## WRITTEN TASK
List every line of the data below that contains the word "girl", copying each such line in full.

## Point annotation data
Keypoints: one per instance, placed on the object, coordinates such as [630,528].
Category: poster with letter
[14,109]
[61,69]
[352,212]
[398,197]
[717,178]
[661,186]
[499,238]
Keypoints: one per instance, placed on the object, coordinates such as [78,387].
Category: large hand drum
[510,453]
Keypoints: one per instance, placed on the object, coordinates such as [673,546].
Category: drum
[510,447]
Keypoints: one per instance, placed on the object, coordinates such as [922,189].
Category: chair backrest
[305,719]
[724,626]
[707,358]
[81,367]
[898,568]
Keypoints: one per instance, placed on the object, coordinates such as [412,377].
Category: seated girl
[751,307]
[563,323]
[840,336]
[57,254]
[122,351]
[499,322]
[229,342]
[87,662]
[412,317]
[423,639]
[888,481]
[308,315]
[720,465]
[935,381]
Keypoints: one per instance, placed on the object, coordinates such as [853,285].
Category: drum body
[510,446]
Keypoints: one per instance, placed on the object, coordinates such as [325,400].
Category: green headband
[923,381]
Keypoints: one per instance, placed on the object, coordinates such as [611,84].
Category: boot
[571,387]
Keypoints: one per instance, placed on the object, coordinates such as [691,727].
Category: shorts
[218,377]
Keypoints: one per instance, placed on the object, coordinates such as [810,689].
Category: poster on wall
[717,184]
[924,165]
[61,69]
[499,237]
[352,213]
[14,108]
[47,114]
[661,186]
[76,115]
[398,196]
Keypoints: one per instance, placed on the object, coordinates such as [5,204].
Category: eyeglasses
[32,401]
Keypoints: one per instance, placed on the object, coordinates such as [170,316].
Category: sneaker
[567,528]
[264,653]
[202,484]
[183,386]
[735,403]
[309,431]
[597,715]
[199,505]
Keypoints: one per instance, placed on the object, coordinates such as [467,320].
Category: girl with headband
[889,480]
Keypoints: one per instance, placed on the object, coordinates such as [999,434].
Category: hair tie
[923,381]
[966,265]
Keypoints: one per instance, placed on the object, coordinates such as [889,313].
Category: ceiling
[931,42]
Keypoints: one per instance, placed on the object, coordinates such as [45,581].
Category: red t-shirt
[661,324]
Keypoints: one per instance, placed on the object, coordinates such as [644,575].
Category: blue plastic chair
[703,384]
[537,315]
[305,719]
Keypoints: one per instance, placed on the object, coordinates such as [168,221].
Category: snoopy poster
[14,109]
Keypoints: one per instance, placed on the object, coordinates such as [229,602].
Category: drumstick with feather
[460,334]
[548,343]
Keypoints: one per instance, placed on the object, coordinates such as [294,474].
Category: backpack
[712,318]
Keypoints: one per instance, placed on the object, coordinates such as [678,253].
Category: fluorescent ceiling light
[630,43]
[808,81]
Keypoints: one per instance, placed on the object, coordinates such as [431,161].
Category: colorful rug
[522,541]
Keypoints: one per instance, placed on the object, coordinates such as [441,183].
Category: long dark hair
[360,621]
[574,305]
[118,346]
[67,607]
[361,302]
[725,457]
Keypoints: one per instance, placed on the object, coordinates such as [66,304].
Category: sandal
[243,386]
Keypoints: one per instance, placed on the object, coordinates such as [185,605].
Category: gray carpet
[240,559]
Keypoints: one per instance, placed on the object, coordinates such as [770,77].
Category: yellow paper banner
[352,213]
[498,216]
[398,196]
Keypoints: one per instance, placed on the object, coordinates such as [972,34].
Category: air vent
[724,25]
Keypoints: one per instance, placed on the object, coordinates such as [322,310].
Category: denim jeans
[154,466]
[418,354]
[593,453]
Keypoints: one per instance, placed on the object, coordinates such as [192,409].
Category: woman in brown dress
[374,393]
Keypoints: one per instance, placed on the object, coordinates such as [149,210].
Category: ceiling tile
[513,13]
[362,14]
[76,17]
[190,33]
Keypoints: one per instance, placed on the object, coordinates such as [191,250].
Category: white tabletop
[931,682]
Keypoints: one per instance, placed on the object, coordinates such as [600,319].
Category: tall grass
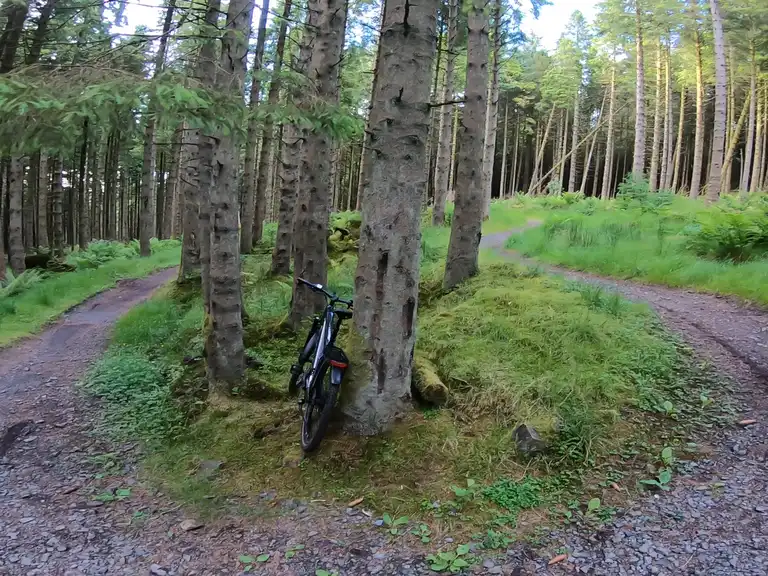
[649,244]
[26,312]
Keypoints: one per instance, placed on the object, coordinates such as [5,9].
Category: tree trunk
[42,202]
[16,13]
[575,141]
[492,111]
[387,276]
[464,244]
[83,228]
[147,212]
[666,149]
[56,199]
[718,131]
[606,190]
[750,146]
[533,188]
[290,157]
[638,159]
[267,139]
[171,198]
[310,252]
[15,193]
[443,165]
[654,171]
[250,226]
[504,146]
[698,146]
[225,352]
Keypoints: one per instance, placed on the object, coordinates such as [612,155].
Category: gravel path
[72,504]
[715,520]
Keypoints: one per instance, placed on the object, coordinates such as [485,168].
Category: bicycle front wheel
[318,406]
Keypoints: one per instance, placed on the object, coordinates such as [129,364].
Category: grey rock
[528,440]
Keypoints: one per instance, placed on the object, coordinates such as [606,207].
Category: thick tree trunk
[42,201]
[289,172]
[15,193]
[606,189]
[310,252]
[225,352]
[698,146]
[719,128]
[492,111]
[250,226]
[654,171]
[387,277]
[464,244]
[147,212]
[443,165]
[56,199]
[267,139]
[83,227]
[750,146]
[638,159]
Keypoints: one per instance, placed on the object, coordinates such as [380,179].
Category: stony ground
[71,504]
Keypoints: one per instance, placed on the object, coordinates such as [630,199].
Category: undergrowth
[38,296]
[660,238]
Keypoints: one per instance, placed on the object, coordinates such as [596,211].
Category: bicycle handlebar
[329,295]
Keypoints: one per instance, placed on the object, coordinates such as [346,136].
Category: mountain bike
[319,371]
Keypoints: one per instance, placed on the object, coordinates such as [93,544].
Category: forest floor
[74,503]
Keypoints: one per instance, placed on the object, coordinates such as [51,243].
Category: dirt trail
[53,468]
[715,521]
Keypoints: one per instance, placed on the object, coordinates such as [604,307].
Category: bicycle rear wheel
[317,409]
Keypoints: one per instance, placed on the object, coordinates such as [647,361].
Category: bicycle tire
[310,439]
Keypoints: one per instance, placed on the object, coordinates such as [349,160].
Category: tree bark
[42,202]
[225,352]
[15,193]
[698,146]
[310,251]
[492,112]
[718,130]
[147,212]
[606,189]
[443,165]
[387,276]
[654,171]
[289,172]
[638,159]
[171,198]
[750,145]
[267,139]
[83,231]
[56,198]
[464,244]
[250,235]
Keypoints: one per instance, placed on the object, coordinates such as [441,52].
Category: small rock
[528,440]
[189,524]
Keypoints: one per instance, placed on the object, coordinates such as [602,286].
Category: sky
[548,27]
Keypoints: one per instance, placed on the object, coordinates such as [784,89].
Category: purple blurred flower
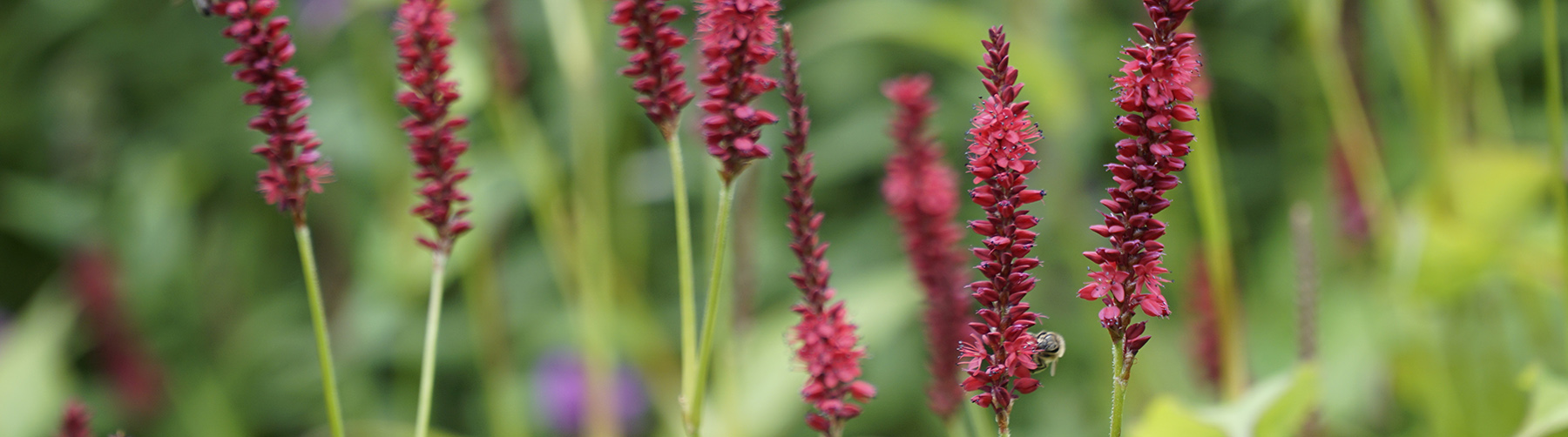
[560,390]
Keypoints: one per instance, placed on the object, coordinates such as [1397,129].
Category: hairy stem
[1119,384]
[1554,117]
[727,198]
[427,368]
[323,345]
[684,272]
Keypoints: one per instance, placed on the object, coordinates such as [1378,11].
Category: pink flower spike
[423,39]
[736,38]
[656,58]
[1001,354]
[1152,86]
[923,196]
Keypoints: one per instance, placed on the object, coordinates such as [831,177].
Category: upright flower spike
[76,421]
[423,38]
[737,39]
[825,339]
[1152,86]
[294,166]
[656,62]
[999,353]
[923,195]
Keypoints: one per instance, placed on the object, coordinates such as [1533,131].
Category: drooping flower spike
[923,196]
[737,39]
[294,166]
[656,58]
[1152,86]
[999,353]
[423,39]
[825,339]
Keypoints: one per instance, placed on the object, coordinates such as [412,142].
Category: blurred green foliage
[123,133]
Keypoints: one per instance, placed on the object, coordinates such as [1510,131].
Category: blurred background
[1364,241]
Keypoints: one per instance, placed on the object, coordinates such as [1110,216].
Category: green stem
[1554,117]
[427,368]
[323,346]
[1119,386]
[684,270]
[727,198]
[1207,180]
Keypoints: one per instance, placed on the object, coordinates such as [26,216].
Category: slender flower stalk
[294,165]
[1554,119]
[423,39]
[1152,88]
[923,195]
[999,353]
[736,38]
[825,339]
[76,421]
[656,68]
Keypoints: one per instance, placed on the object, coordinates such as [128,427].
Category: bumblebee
[1050,346]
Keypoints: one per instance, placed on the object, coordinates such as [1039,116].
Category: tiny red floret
[825,339]
[294,166]
[423,38]
[737,39]
[999,353]
[923,195]
[656,58]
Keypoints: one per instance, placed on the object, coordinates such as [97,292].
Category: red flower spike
[825,339]
[423,39]
[1001,354]
[294,166]
[656,58]
[921,193]
[737,39]
[1154,82]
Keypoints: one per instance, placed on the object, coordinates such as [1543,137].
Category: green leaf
[1275,407]
[1167,417]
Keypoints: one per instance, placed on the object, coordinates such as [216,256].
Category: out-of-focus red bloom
[422,39]
[825,339]
[76,421]
[656,62]
[1206,329]
[923,195]
[139,382]
[294,166]
[736,38]
[999,354]
[1152,86]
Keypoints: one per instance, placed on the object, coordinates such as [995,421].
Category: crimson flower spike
[294,166]
[825,339]
[999,354]
[656,62]
[737,38]
[423,38]
[923,196]
[1152,86]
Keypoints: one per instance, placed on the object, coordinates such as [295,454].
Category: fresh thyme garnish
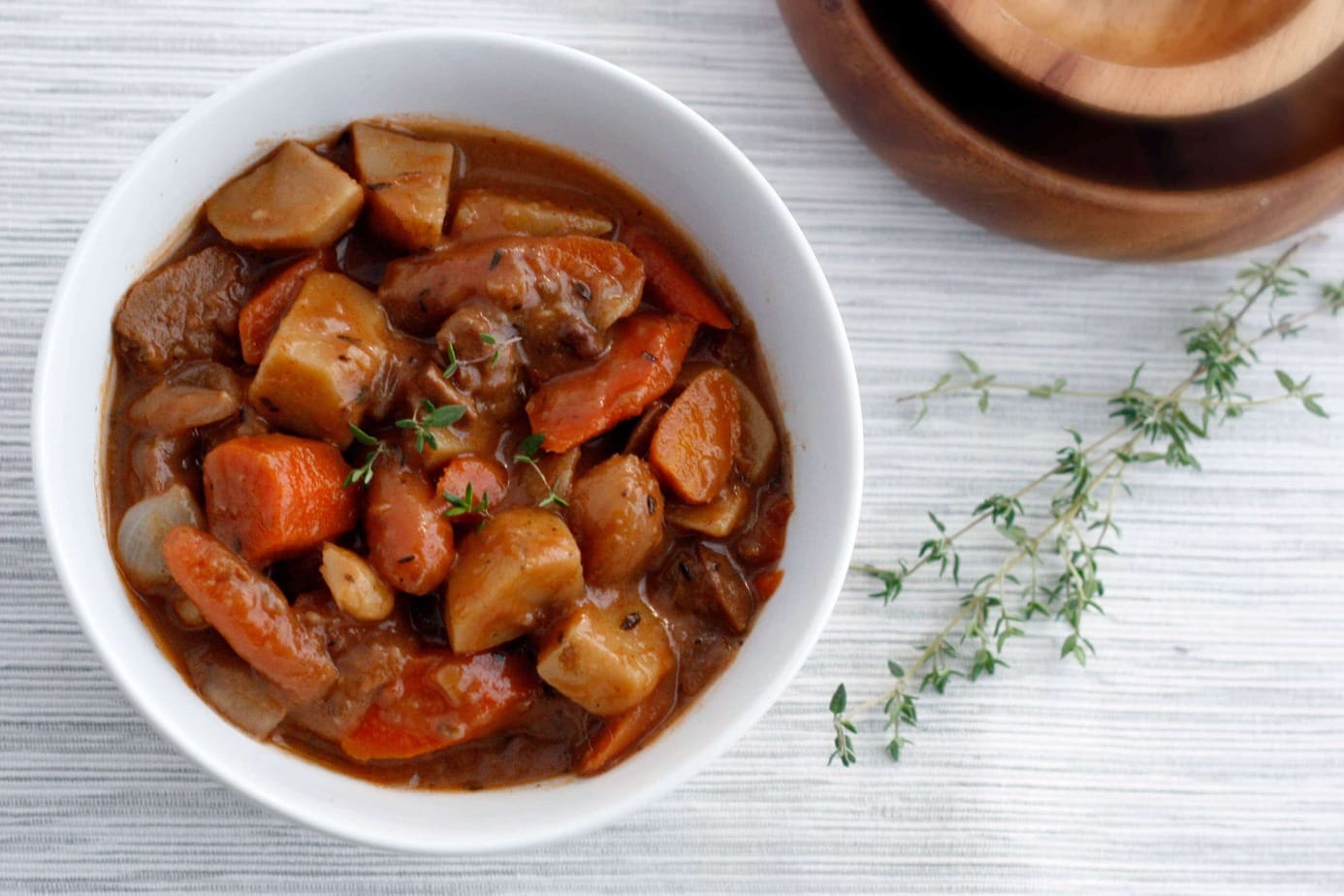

## WRITTEN RESPONSE
Category: seated girl
Category: girl with headband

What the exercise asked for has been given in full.